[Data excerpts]
________
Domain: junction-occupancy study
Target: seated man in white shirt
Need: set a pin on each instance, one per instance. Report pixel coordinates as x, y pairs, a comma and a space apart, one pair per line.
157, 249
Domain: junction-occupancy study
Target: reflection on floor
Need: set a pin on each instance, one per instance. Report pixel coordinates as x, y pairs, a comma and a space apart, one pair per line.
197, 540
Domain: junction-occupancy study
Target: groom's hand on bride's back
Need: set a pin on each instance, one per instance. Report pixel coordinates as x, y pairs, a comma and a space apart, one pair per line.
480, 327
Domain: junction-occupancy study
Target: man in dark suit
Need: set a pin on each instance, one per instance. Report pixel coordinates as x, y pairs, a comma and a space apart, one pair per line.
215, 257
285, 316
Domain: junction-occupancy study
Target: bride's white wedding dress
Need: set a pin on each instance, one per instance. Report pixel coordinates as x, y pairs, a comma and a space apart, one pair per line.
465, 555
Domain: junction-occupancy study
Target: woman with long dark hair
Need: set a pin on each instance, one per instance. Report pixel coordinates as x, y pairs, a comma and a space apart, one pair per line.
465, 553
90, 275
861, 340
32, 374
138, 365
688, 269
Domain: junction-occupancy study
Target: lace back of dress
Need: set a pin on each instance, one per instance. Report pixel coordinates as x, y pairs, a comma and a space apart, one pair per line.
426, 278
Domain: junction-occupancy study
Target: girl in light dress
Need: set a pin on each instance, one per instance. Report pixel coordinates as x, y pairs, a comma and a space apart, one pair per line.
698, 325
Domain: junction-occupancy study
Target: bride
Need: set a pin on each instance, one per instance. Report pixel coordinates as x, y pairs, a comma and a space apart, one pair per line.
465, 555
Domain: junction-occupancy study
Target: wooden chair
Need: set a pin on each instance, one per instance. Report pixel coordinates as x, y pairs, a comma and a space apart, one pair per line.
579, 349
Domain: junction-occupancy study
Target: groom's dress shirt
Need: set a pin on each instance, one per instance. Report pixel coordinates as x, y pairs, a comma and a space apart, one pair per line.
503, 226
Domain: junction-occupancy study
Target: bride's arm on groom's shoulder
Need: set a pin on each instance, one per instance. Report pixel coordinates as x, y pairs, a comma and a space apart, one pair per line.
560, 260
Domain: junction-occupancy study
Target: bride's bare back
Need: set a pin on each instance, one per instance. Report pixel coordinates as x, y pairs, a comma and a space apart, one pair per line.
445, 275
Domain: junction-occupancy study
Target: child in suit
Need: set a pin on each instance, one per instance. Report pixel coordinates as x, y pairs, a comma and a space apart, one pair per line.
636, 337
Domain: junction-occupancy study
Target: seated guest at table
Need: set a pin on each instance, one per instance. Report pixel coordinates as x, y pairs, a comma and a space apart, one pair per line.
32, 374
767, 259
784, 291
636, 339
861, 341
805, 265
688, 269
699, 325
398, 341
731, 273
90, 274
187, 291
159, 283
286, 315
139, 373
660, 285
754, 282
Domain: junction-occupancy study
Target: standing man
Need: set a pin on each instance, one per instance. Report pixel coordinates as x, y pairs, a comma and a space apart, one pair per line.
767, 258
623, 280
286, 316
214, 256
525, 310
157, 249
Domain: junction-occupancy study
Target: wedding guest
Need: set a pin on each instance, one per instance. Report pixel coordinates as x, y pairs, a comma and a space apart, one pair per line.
________
Exact retyping of every entry is required.

▶ **THE ANSWER**:
Domain: junction-occupancy study
Target: seated man in white shirt
Need: set a pin on each instance, one per instance. Report pixel coordinates as x, y pairs, a comma and a space apart, one pair per line.
157, 249
Domain: junction-occupancy study
Target: reflection on floor
Need: set a pin on each instance, one per instance. Report pixel coordinates as x, y pairs, a comma and a space apart, one pair per line.
197, 540
Domain: junction-occupancy study
Target: groom's hand on bride's back
Need: set a pin on each instance, one per instance. Report pixel coordinates as x, y pairs, a comma and a space apart, one pair per line.
480, 327
Domain: junction-occupancy study
Target: man in dark suit
Need: set a pin on each instance, one per instance. Report pixel coordinates as x, y pairs, a comma and a space apart, one pair per line.
215, 257
285, 316
Domain: junction-occupancy study
Target: bride's white wedding dress
Need: set a pin on each instance, one per instance. Report pixel coordinates as x, y pairs, a comma and a space apart, one pair per line.
465, 555
Domain: junction-occupancy study
Target: woman with long dark hair
Need: set a pin on each instance, one per instance. Report pixel coordinates as x, y pairs, a comma and a space apart, one pair per line.
465, 553
90, 275
861, 340
32, 374
138, 365
688, 269
Domain: junction-occupancy study
Target: lace back of dress
Need: set a pin on each instance, one per instance. Report pixel coordinates as x, y pairs, a comma and a space apart, one pair per line.
426, 278
Domain: junction-occupancy study
Target: girl in light dress
Need: set a pin on each instance, one per instance. Report pixel coordinates as x, y pairs, a comma and a space apart, one pair per line.
698, 325
Domain: junction-occupancy study
Target: bride
Need: set a pin on each instance, one per instance. Report pixel coordinates as x, y pairs, a comma and a space apart, one pair per line.
465, 555
Domain: junction-occupancy study
Target: wooden chair
Need: set a pin on each instance, one per instance. Report pixel coordinates as x, y pairs, a comma and a space apart, one pair per line.
579, 349
Domain: junction-occupancy study
Target: groom's dress shirt
Need: set a pin on each instance, one per instance. Report pixel coordinates as x, y pairs, a comma and a space apart, one pair per line.
503, 226
Domain: junction-occupancy study
Target: bride's arm on groom's shoulder
Need: set a pin on each instance, one per instance. Report pixel coordinates as x, y pairs, a comma and a space apart, one pair per line.
560, 260
Domain: junction-occupancy study
Target: bride's bare back
Need: set a pin on each instance, one per instance. Report pixel coordinates as x, y pairs, a comma and a space apart, one pair per line.
445, 275
Domain: junction-occupancy study
Target: child in suit
Need: set a pin on each instance, one per instance. Report pixel coordinates as x, y pairs, a comma and a space apart, one pair per line.
636, 337
Domain: junction-occupancy study
Target: seated guest at table
Need: set a pin on each instance, one per instance. Report pixel coordinates as x, y pairs, a comma and a space apart, one pair per line.
32, 374
767, 259
784, 291
636, 339
861, 341
805, 265
688, 269
699, 325
398, 341
731, 273
90, 274
187, 291
159, 283
286, 315
139, 373
660, 285
754, 282
Domain: junction-occupancy study
Target: standing man
Need: set a pin on each instance, one per instance. Report pixel coordinates as x, y pairs, a comma and a space apart, one pair per line.
767, 258
623, 280
286, 316
214, 256
525, 310
157, 249
Domain: junction-occupancy study
Target: wedding guest
Need: set a pin on each instance, one per instance. Report pixel coordinates as x, y pairs, a comma and a space apart, one pair per line.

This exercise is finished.